- INPUT FOR THIS TASK
--------------------------------
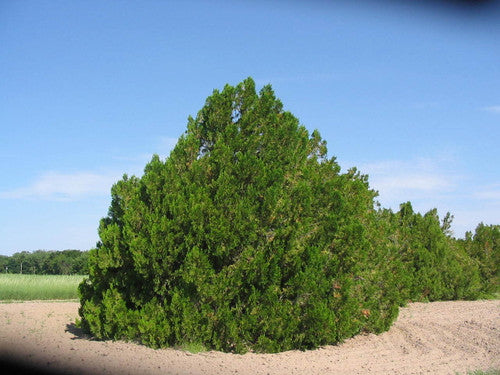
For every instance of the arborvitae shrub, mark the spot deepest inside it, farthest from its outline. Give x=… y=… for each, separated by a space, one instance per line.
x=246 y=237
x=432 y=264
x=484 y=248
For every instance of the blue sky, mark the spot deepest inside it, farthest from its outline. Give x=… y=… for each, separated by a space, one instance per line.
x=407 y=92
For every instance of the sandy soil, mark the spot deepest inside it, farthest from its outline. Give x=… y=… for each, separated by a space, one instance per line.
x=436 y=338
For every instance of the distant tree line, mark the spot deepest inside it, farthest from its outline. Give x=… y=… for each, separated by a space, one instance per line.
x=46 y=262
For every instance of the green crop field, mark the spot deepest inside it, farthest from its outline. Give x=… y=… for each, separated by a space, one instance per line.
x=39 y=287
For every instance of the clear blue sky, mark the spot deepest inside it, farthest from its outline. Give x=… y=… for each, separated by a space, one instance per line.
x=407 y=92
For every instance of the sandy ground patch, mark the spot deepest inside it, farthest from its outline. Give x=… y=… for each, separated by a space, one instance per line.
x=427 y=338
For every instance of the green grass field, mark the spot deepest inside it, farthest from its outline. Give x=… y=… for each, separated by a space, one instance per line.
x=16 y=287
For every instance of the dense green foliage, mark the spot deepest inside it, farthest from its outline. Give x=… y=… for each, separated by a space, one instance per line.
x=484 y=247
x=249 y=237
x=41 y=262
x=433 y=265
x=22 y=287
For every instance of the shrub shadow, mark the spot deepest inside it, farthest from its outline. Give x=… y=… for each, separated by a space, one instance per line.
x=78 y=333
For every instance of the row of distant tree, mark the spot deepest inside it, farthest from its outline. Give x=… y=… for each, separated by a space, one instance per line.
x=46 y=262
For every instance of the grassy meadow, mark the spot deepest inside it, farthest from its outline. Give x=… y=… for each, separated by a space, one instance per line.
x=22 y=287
--------------------------------
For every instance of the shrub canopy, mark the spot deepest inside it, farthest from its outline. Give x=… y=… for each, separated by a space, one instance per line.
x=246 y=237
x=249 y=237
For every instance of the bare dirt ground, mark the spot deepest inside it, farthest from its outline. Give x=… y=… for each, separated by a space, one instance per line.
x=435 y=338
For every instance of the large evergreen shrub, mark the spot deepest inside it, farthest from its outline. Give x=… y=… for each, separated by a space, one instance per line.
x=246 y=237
--------------------------------
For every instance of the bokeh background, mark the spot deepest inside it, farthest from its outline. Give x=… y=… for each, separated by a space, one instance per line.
--------------------------------
- DIRECTIONS
Show every line of the listing that contains the string "bokeh", matching case exactly.

- RESPONSE
For every instance of the bokeh background, mark the spot deepest inside it, farthest from its outline. Give x=… y=… for each, separated by a space, one instance per line.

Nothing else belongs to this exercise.